**Supplied records**
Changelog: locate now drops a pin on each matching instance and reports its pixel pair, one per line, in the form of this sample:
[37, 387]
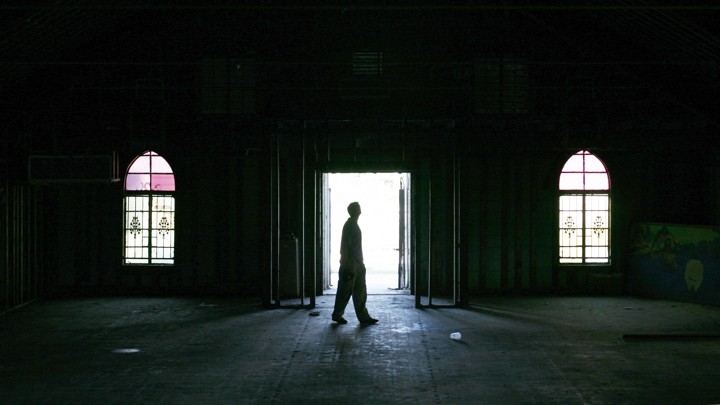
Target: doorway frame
[306, 168]
[325, 216]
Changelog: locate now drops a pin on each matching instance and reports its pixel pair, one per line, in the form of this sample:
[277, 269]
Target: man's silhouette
[352, 271]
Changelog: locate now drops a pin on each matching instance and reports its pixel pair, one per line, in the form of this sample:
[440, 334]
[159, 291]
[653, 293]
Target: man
[352, 271]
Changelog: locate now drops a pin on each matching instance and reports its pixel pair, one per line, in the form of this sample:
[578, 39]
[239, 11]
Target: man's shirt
[351, 243]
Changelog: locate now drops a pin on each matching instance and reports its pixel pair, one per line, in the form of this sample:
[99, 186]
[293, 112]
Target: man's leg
[359, 294]
[342, 297]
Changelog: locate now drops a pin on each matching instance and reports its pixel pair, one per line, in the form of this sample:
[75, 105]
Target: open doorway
[385, 223]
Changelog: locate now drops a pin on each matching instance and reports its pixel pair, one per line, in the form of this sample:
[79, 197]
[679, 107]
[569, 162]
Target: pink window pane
[571, 181]
[160, 165]
[140, 165]
[137, 181]
[163, 182]
[574, 164]
[593, 164]
[150, 172]
[596, 181]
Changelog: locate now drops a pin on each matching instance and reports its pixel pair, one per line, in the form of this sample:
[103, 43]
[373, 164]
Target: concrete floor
[513, 350]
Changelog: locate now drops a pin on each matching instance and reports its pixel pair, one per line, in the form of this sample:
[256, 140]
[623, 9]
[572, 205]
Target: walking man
[352, 271]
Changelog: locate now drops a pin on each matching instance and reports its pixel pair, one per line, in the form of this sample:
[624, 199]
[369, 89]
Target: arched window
[584, 211]
[149, 210]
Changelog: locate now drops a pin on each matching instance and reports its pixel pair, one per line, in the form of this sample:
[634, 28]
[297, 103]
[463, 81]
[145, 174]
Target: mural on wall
[677, 262]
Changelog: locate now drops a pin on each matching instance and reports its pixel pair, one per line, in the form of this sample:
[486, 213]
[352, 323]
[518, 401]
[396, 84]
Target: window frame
[150, 204]
[598, 228]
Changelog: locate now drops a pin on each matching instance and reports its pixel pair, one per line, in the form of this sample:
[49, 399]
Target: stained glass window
[584, 220]
[149, 211]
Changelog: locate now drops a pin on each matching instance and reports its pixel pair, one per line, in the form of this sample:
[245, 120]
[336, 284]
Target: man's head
[354, 209]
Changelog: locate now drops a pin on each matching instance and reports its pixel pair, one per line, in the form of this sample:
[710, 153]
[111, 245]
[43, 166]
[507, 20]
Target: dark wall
[212, 89]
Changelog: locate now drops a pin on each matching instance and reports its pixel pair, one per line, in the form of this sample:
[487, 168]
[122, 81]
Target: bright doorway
[385, 224]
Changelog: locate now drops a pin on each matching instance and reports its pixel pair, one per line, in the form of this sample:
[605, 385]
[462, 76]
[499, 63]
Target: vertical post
[430, 238]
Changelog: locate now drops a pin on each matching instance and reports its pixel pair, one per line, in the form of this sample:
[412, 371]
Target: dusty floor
[513, 350]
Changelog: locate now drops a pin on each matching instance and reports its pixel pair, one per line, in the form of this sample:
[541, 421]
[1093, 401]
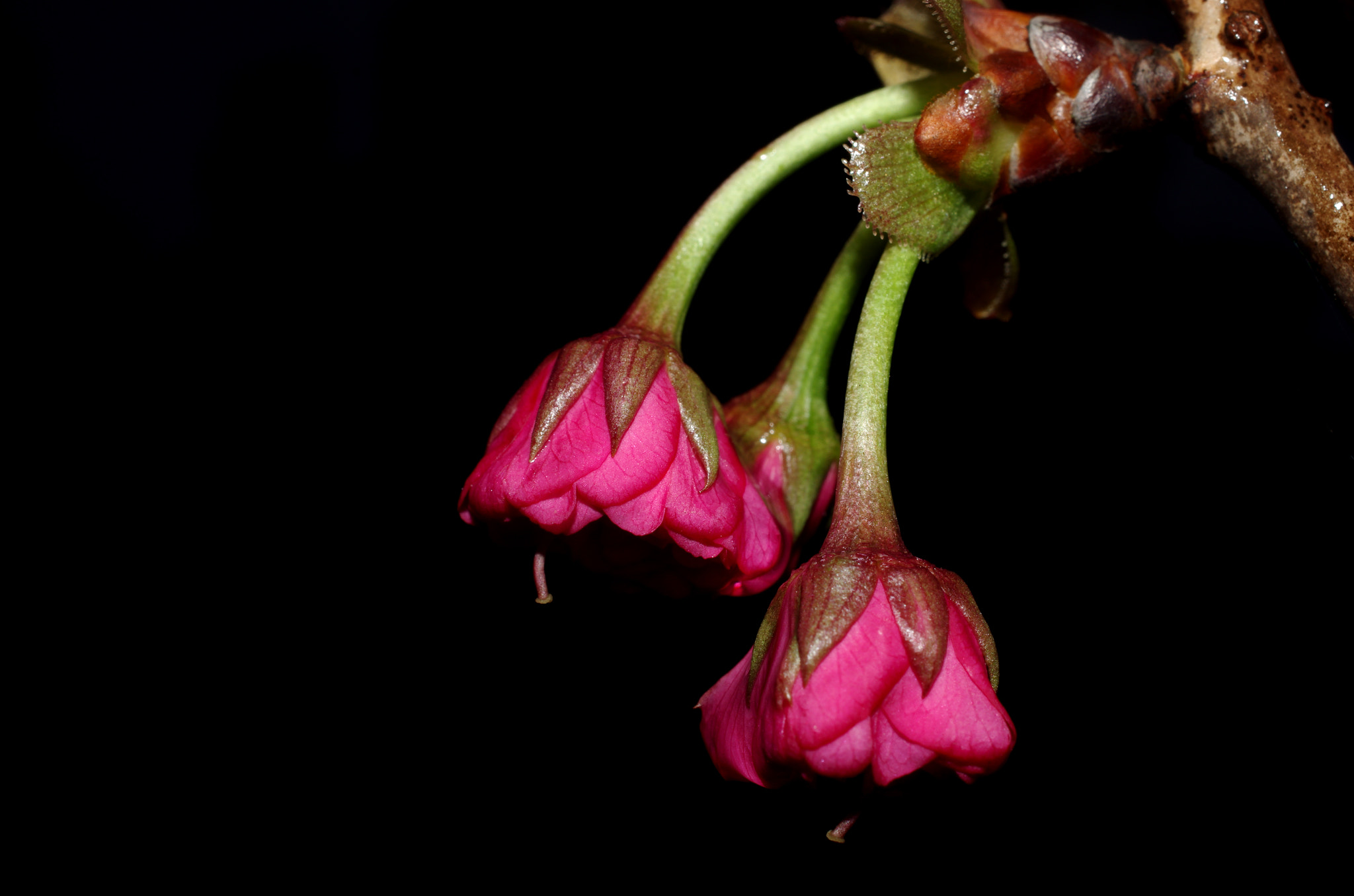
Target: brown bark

**Problem statement**
Restate each line of the records exactly; pictures do not belong in the copy.

**Task response**
Changelog: locate now drops a pin on each matching instance and reports its pixel pair, one per line, in the form of this sample:
[37, 387]
Target: doorway frame
[306, 168]
[325, 216]
Changelog: locate now drops a pin on each matching instance and reports its pixel pair, one per line, in the form of this sample:
[277, 269]
Target: man's silhouette
[352, 271]
Changelog: locate now drops a pin on each matching instance and reports its pixel pair, one per line, in the form of this sample:
[440, 334]
[159, 291]
[653, 293]
Target: man
[352, 271]
Changelog: locate now drops a pin on each matching instance and reports its pixel pair, one per line, in the form of this sample:
[578, 39]
[239, 11]
Target: man's shirt
[351, 243]
Changelog: locate now drops a pin on each matching instance and reports its pixel pair, one per line, in the form of this sample:
[99, 186]
[293, 112]
Target: man's leg
[359, 294]
[342, 297]
Changelog: locate now drops a pin on each matching instance and reports its pixel pair, one per line, in the form of this sample:
[75, 105]
Target: open doorway
[385, 223]
Changelog: locate now drops a pin on each matching instance and reports its pixel pair, one per line, in the form of this sample:
[79, 197]
[679, 107]
[569, 162]
Target: pink window pane
[571, 181]
[160, 165]
[140, 165]
[137, 181]
[163, 182]
[574, 164]
[593, 164]
[150, 172]
[596, 181]
Changelog: locate now drops a pin on each matching instance and reports its pixel pair, one per line, in the form of this sample:
[103, 43]
[373, 164]
Target: concrete floor
[513, 350]
Changelog: locate now drops a pin on each matching instance and reports its pixel pair, one per line, in the form of this sample:
[256, 140]
[623, 9]
[572, 205]
Target: walking man
[352, 271]
Changelog: locate now drops a pin on each matching instance and reports its pixel pair, one per line, in the form of this sample:
[624, 199]
[369, 89]
Target: arched window
[584, 211]
[149, 210]
Changelog: locate now drops a pin on each matching instance and reports its pixel pair, one per line, in the form of this sample:
[634, 28]
[297, 103]
[463, 81]
[145, 174]
Target: mural on wall
[677, 262]
Changelog: locate now drops a pin on each matching instance and reports its pixel pair, one per line, in the form of this sample:
[486, 213]
[352, 323]
[518, 401]
[396, 84]
Target: window frame
[150, 204]
[598, 228]
Changelog: locate now drops a pin on each matching instance and reports its pixel pair, one per line, in the form of this sample:
[49, 399]
Target: stained glass window
[584, 220]
[149, 211]
Changelog: locate now drops a pin on each matching instance and reports its pixel pair, one per line, in the form of this sample:
[245, 120]
[336, 284]
Target: man's head
[354, 209]
Changelog: locate now drops a pin on each matching instance and reports its pixel pair, one per line, in the form of this sample:
[710, 153]
[111, 245]
[43, 166]
[507, 20]
Target: dark wall
[212, 89]
Changelog: locate now drops a pin on each matching instance and reports its pixel pair, one per line, in the form of this sample:
[487, 168]
[122, 81]
Target: bright doorway
[385, 224]
Changelog: locate now drops a pin on each matching instance and reports its pixel pair, one per line, in the form of this sample:
[605, 385]
[462, 76]
[499, 63]
Target: vertical post
[430, 238]
Changelog: locate now drops a pin on each matching instance and reports its pixel pair, one per line, in the form of this sample:
[412, 371]
Target: dusty floor
[513, 350]
Changelog: locate now drops a pin on each matching instance and reports its pixel pair, one per line, in the form of this sample:
[541, 421]
[1093, 401]
Target: brown bark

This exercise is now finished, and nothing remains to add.